Photo-based referring expression data:
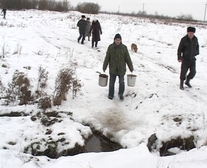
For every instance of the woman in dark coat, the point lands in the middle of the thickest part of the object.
(96, 31)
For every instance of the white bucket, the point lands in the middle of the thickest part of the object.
(103, 80)
(131, 80)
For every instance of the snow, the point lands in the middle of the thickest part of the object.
(49, 39)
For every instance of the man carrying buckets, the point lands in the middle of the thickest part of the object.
(117, 56)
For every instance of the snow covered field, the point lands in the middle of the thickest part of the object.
(155, 105)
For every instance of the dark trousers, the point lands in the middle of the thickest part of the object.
(96, 43)
(111, 85)
(185, 66)
(82, 35)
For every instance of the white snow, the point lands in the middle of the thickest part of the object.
(49, 40)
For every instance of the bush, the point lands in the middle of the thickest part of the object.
(65, 81)
(18, 90)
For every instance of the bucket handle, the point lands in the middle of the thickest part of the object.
(98, 72)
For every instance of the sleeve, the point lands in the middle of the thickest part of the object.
(106, 60)
(129, 61)
(197, 47)
(180, 49)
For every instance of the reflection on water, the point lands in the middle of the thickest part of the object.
(98, 143)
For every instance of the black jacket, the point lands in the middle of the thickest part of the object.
(82, 25)
(188, 48)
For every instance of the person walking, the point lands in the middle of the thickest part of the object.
(82, 29)
(96, 31)
(188, 49)
(88, 28)
(117, 56)
(4, 13)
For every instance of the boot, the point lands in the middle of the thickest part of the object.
(187, 82)
(181, 85)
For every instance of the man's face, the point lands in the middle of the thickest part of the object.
(117, 41)
(190, 35)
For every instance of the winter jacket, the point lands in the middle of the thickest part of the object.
(88, 27)
(188, 48)
(96, 31)
(82, 26)
(117, 57)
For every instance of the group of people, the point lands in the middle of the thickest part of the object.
(86, 29)
(117, 56)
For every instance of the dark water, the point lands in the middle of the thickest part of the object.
(97, 143)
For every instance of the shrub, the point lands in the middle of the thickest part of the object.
(18, 90)
(65, 81)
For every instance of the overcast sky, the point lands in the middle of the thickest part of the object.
(196, 8)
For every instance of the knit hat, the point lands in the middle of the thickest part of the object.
(117, 36)
(191, 29)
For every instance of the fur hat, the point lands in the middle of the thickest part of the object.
(117, 36)
(191, 29)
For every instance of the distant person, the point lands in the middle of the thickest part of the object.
(82, 29)
(117, 56)
(4, 13)
(96, 31)
(88, 28)
(187, 50)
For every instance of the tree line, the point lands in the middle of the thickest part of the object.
(51, 5)
(35, 4)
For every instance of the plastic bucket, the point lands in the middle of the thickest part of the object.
(131, 80)
(103, 80)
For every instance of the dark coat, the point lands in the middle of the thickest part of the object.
(96, 31)
(188, 48)
(82, 26)
(117, 57)
(88, 28)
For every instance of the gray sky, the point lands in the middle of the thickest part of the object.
(196, 8)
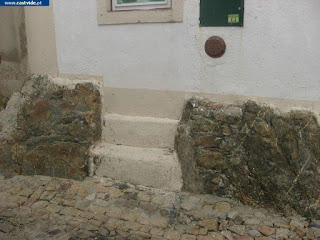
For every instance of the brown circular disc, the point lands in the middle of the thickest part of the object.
(215, 47)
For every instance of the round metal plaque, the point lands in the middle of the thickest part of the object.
(215, 47)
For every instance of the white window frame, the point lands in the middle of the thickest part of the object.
(140, 6)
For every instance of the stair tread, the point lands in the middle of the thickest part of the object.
(114, 116)
(154, 167)
(135, 153)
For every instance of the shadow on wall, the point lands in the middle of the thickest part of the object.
(13, 50)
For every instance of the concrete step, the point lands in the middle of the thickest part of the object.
(144, 102)
(139, 131)
(153, 167)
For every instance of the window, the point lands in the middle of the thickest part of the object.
(120, 5)
(141, 11)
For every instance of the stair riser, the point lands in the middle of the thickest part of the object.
(140, 133)
(164, 175)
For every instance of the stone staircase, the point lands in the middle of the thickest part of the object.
(138, 149)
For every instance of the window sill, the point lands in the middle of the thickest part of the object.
(107, 16)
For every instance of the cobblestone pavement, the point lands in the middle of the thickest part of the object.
(41, 207)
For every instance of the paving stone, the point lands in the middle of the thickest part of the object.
(282, 233)
(210, 224)
(238, 229)
(113, 213)
(222, 207)
(267, 231)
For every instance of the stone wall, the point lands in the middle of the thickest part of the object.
(252, 153)
(2, 102)
(56, 124)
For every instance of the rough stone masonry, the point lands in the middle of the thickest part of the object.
(252, 153)
(55, 124)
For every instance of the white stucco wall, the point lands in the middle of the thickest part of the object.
(276, 53)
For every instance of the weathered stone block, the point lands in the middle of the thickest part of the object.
(253, 153)
(3, 101)
(56, 125)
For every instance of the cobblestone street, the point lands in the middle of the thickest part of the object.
(42, 207)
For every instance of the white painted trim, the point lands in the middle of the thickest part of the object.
(140, 6)
(164, 15)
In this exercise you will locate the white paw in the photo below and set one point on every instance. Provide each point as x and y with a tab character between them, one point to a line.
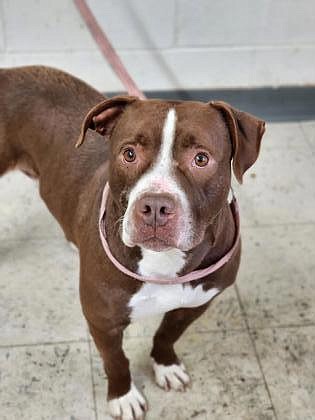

DIRECTIONS – Word for word, reproduce all of the entries above and omit the pictures.

EXERCISE RESPONSE –
For every instance of the woman in dark coat, the point lands in the middle of the thickest part of the object.
(96, 31)
For every instance of the white bucket, the point lands in the middle of the thickest part of the object.
(103, 80)
(131, 80)
For every instance of the snow, the point lands in the middle of the thickest part of the object.
(49, 39)
For every instance of the man carrying buckets, the point lands in the middle of the thickest part of the object.
(117, 56)
For every instance of the snow covered field, the point lands in the middle of the thickest part of the object.
(155, 105)
For every instance of the dark trousers, the point lands in the middle of the thickest part of the object.
(96, 43)
(111, 85)
(185, 66)
(82, 35)
For every instance of the white snow, the point lands in the middle of the thickest part of the object.
(49, 40)
For every instance of the bush, the point lands in the middle of the thickest part of the object.
(65, 81)
(18, 90)
For every instance of the bucket handle, the point lands in the middle of the thickest part of the object.
(98, 72)
For every instance of the sleeve, the point lands in the middle of the thickest part of the object.
(106, 60)
(129, 61)
(197, 47)
(180, 49)
For every instance of the reflection on water, the point lands in the middle of the thickest part of the object.
(98, 143)
For every instance of the black jacket, the point lands in the middle of the thickest part of the object.
(82, 25)
(188, 48)
For every instance of the person walking, the point lands in the middle of the thickest part of the object.
(82, 29)
(96, 31)
(188, 49)
(88, 28)
(117, 56)
(4, 13)
For every instance of the boot, the point lands in the middle of the thickest part of the object.
(187, 82)
(181, 85)
For every instance of the man's face, the point lands in the middle of the thickest part of the object.
(117, 41)
(190, 35)
For every instance of the winter jacket, the point lands in the middle of the thickest part of the object.
(88, 27)
(188, 48)
(96, 31)
(82, 26)
(117, 57)
For every instance of the group of people, the point lands in the middle of the thickest part of the object.
(86, 29)
(117, 56)
For every instance of the dark water, the point lands in the middle of the thickest part of the object.
(97, 143)
For every instance of the shrub, the point lands in the middle of the thickest part of the object.
(18, 90)
(65, 81)
For every instance of the overcast sky, the point lands in the middle of the thickest part of the object.
(196, 8)
For every instance of the knit hat, the point lands in the middle of the thickest part of the object.
(117, 36)
(191, 29)
For every instance of the fur hat, the point lands in the middle of the thickest part of the object.
(117, 36)
(191, 29)
For every instance of the distant person, the point lands in the middle of the thickest part of the object.
(82, 29)
(117, 56)
(4, 13)
(96, 31)
(88, 28)
(187, 50)
For every instance of the tree line, the point lands in the middle of the thickest part of the object.
(51, 5)
(35, 4)
For every instance of the plastic bucket, the point lands in the middle of the thickest part of the object.
(131, 80)
(103, 80)
For every instance of the dark coat, the point lands in the middle of the thickest part of the object.
(96, 31)
(188, 48)
(82, 26)
(117, 57)
(88, 28)
For every instance of the gray sky, the point lands in the middle of the thickest part of the object.
(196, 8)
For every instance of the brown circular disc, the point lands in the middle of the thickest part of the object.
(215, 47)
For every instance of the round metal plaque, the point lands in the middle of the thickest part of the object.
(215, 47)
For every instance of the white window frame, the point lands in the middle of the thickest part of the object.
(140, 6)
For every instance of the stair tread, the point lands in the middle of the thickest part of the object.
(114, 116)
(154, 167)
(135, 153)
For every instance of the shadow on wall, the point lands in the middle of the thickest part of the object.
(13, 50)
For every instance of the concrete step, the point lands in the middle of the thickest part of the object.
(144, 102)
(139, 131)
(153, 167)
For every instance of the window, the point lands in the middle of the thickest part of the object.
(120, 5)
(141, 11)
For every instance of the stair riser, the point lands in the middle of the thickest part of the object.
(140, 133)
(164, 175)
For every instance of the stone staircase, the point lands in the middle of the thickest part of the object.
(138, 149)
For every instance of the window sill, the point lands in the middle of the thickest part of the object.
(107, 16)
For every instance of the cobblestone pavement, the point lands in the middle of the thickest part of the object.
(41, 207)
For every instance of the paving stone, the point lands in the middle of the thickest part of the object.
(282, 233)
(210, 224)
(238, 229)
(113, 213)
(222, 207)
(267, 231)
For every instance of the stone wall, the point lands in the middle of the thickest part of the object.
(252, 153)
(2, 102)
(56, 124)
For every instance of the rough stone masonry, the point lands in the middle of the thickest part of the object.
(252, 153)
(55, 124)
For every instance of the white stucco wall, the point lands in the middle of the thickest part of the object.
(276, 53)
For every instance of the weathered stone block, the point lands in the middle of the thickest part of the object.
(253, 153)
(3, 101)
(56, 125)
For every instance of the cobblestone street, the point lands in the middle of the thickest part of the object.
(42, 207)
For every instance of the white painted trim, the point lands in the middle of the thickest part of the object.
(140, 6)
(164, 15)
In this exercise you will locate the white paw in the photo below and set one point on every instance. Provide each point as x and y with a tab character between them, one point to a line.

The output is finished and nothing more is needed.